(Location identification items)
## START
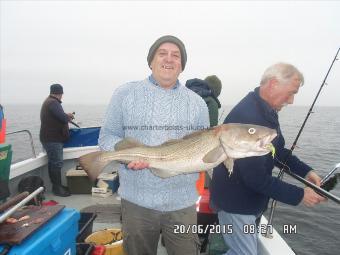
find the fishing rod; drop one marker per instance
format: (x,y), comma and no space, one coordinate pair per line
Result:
(73,123)
(285,170)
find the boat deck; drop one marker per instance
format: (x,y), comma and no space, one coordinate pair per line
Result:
(83,202)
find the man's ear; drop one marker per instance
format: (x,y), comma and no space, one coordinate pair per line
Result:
(273,83)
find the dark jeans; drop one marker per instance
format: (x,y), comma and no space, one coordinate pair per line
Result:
(141,230)
(54,154)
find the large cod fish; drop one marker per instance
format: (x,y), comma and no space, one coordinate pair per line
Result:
(198,151)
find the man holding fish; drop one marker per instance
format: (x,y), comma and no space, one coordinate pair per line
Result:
(152,111)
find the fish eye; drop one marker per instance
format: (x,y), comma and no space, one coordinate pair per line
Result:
(251,131)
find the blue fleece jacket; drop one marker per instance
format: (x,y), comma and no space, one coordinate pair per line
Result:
(248,189)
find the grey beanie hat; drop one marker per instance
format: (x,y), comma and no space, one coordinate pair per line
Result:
(171,39)
(215,84)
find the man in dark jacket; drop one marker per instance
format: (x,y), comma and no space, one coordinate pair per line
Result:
(242,197)
(53,133)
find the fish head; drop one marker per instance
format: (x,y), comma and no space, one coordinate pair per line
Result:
(245,140)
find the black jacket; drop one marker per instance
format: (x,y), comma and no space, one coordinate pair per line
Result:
(54,121)
(249,188)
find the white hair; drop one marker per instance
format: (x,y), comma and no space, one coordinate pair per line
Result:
(282,72)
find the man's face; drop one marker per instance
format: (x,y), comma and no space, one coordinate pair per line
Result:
(166,65)
(283,94)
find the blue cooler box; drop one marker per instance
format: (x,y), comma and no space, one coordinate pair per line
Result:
(56,237)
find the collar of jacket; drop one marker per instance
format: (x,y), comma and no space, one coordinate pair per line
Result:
(55,98)
(153,81)
(270,113)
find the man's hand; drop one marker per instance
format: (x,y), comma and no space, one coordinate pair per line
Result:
(311,198)
(138,165)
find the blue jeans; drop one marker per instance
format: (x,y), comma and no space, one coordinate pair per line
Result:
(54,154)
(243,240)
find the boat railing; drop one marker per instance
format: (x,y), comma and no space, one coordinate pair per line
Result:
(30,137)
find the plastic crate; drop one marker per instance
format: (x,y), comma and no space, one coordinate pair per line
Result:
(85,226)
(56,237)
(5,165)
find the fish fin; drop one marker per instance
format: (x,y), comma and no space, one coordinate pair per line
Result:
(162,173)
(127,143)
(210,173)
(229,164)
(213,155)
(93,164)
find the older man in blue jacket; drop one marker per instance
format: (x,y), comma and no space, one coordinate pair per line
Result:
(242,197)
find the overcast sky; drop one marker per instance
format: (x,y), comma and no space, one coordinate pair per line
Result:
(91,47)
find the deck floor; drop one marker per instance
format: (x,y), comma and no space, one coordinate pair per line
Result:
(81,201)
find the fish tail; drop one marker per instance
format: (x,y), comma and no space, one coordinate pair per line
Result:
(93,164)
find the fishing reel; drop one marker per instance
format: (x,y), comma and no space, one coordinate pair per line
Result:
(328,183)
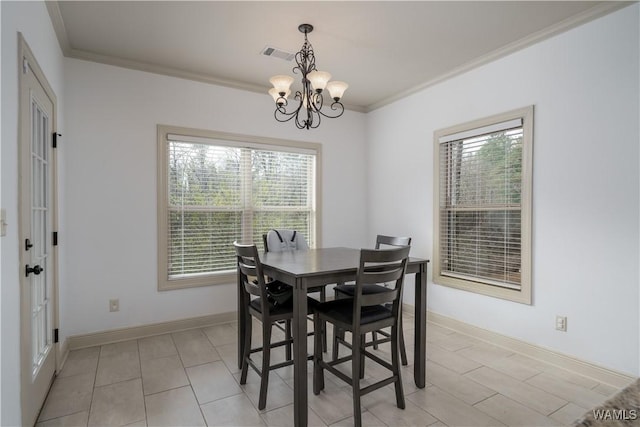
## END
EXERCISE PROMPT: Extract each line of the listing above that contains the word "jacket". The match is case-sensitive.

COMPLETE ANSWER:
find the blue fleece jacket; drop one marker per instance
find the man in dark jacket; drop one marker per instance
find the black jacket; drop one marker per instance
find the collar of jacket; drop one marker per instance
find the older man in blue jacket; drop one marker per instance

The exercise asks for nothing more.